§ **EXERCISE INPUT**:
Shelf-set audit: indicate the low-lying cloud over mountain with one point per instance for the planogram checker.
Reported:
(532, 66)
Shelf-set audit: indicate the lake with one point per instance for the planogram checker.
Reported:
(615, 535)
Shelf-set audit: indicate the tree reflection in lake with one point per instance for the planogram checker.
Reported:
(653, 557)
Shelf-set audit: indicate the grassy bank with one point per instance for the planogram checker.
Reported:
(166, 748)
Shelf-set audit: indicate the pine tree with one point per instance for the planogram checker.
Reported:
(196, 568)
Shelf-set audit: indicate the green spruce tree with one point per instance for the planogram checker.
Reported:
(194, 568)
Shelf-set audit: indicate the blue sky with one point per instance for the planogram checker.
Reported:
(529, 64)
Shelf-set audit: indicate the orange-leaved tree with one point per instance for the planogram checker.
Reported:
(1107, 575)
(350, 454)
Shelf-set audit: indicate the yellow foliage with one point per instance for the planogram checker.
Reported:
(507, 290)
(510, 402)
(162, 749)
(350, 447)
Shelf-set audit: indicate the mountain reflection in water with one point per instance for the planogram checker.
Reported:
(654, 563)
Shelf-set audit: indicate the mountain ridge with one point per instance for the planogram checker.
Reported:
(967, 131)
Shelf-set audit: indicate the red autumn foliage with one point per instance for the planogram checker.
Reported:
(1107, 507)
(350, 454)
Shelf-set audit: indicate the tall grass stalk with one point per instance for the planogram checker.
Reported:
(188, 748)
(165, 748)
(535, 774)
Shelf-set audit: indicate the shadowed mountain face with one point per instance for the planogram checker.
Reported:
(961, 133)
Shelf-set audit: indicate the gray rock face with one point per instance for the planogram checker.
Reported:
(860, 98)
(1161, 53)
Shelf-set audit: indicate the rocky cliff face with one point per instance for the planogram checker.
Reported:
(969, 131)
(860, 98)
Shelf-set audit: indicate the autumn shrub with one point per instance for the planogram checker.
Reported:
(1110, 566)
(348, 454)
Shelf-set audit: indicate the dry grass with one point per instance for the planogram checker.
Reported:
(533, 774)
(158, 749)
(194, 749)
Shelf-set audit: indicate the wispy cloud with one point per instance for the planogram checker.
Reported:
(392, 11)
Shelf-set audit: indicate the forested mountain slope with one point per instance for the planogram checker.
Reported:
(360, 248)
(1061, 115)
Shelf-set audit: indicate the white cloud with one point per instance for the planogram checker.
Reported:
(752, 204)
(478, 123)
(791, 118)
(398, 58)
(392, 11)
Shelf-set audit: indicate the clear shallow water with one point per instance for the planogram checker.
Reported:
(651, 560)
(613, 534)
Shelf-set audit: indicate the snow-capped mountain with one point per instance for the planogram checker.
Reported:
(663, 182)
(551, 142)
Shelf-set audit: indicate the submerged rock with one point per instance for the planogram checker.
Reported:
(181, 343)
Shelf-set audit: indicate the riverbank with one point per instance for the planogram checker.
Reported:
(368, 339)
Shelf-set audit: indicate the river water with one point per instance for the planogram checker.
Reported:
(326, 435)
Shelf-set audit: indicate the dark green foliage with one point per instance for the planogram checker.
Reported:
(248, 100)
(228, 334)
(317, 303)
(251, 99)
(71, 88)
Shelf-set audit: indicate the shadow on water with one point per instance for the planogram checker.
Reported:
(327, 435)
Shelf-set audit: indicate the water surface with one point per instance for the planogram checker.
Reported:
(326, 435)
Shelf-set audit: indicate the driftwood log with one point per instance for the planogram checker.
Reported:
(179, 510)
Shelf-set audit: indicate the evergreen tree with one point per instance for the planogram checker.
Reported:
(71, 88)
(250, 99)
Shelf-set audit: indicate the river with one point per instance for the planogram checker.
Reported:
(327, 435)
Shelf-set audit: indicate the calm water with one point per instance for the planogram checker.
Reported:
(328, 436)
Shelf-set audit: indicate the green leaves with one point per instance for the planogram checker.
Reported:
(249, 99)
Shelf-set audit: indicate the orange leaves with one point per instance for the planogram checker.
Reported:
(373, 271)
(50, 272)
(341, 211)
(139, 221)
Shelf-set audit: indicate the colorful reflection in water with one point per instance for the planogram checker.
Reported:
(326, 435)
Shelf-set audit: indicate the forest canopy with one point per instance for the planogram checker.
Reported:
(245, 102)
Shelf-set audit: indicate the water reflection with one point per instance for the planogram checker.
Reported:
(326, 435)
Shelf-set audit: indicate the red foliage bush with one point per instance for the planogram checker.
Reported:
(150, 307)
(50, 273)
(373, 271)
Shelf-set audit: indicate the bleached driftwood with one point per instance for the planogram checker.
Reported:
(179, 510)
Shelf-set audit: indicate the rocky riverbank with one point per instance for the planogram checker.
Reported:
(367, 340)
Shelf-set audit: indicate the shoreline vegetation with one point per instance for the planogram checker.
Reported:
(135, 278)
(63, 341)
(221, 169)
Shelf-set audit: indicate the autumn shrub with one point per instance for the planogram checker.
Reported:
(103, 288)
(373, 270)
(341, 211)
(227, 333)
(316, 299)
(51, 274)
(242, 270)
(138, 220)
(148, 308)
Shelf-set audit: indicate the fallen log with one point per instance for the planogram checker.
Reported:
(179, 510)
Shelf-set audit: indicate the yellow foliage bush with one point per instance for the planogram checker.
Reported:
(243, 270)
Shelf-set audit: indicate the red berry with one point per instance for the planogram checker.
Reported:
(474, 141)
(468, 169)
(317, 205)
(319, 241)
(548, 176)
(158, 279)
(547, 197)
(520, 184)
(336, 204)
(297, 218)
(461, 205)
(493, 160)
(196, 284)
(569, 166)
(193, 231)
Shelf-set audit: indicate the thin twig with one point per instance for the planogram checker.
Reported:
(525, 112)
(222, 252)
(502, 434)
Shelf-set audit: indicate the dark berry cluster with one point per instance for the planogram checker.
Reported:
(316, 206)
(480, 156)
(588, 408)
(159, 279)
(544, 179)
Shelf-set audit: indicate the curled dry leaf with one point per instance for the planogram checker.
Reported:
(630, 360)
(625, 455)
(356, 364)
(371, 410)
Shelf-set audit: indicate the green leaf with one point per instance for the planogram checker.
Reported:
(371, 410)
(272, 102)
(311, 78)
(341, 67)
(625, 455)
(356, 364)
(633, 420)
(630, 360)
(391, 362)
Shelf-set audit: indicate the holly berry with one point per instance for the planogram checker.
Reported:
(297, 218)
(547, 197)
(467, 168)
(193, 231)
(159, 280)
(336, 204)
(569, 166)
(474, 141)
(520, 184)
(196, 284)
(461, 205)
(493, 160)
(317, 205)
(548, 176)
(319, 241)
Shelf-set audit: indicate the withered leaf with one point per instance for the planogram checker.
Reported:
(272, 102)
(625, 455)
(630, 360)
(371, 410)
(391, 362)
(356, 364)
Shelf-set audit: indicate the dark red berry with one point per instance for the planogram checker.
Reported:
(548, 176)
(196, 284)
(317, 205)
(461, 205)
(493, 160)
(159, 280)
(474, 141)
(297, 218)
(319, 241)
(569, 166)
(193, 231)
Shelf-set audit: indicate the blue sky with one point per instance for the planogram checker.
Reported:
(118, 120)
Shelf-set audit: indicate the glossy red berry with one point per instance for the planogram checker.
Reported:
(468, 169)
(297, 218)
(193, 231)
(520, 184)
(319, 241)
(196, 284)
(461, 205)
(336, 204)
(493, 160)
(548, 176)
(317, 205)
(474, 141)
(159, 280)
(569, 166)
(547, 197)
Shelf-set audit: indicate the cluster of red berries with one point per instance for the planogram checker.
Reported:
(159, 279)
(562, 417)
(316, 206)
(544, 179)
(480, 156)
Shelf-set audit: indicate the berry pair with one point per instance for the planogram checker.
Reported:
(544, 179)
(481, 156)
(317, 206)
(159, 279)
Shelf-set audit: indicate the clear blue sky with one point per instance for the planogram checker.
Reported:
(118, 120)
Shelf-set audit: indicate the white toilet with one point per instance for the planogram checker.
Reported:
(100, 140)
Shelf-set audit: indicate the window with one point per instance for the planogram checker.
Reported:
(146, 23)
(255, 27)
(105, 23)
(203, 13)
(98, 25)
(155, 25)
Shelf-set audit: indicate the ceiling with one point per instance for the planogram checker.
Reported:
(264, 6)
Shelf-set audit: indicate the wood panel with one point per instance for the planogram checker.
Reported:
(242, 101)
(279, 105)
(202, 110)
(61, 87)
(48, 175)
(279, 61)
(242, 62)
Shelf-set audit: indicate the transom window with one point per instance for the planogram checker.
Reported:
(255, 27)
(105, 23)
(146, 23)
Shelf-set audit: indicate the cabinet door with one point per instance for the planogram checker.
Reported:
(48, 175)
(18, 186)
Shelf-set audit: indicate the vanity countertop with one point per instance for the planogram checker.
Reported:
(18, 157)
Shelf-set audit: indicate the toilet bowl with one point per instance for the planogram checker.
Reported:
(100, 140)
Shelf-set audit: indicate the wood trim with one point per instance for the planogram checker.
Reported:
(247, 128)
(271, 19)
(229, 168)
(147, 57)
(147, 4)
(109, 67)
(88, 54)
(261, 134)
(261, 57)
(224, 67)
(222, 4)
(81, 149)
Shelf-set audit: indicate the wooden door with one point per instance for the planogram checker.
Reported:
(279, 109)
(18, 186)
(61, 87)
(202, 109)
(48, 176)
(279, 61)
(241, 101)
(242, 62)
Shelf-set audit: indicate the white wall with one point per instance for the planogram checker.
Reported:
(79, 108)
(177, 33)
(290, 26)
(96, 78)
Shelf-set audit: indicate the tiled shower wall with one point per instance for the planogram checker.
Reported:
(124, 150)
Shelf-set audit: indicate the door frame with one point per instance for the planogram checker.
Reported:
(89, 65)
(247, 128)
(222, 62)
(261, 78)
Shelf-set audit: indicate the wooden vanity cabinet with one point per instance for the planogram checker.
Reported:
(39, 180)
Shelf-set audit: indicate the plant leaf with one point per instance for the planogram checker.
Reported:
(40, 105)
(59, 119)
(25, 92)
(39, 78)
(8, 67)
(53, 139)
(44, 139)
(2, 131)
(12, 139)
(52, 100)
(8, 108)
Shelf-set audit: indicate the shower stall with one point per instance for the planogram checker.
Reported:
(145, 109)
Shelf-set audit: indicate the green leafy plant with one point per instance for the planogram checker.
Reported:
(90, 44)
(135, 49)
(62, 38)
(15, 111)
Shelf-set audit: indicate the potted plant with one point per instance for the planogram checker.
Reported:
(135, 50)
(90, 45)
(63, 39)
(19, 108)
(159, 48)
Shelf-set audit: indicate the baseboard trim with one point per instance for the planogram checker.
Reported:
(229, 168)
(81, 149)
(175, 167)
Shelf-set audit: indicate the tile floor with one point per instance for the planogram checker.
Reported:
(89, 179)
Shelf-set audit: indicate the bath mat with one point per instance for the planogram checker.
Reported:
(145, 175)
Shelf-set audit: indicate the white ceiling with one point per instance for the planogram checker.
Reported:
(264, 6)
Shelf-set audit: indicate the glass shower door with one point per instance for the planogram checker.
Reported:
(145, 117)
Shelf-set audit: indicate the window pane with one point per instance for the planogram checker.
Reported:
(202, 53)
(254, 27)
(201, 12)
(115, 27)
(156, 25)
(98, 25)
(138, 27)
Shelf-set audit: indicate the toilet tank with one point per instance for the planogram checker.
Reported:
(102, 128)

§ **REQUIRED ACTION**:
Each line of the entries above that has the word "bush" is to be copied.

§ **SOLUTION TO THIS PROBLEM**:
Shelf-set audit: indicate the red foliage bush with one point per instance for the planogram checker.
Shelf-set audit: indicate the yellow foliage bush with one point per instance for the planogram checker.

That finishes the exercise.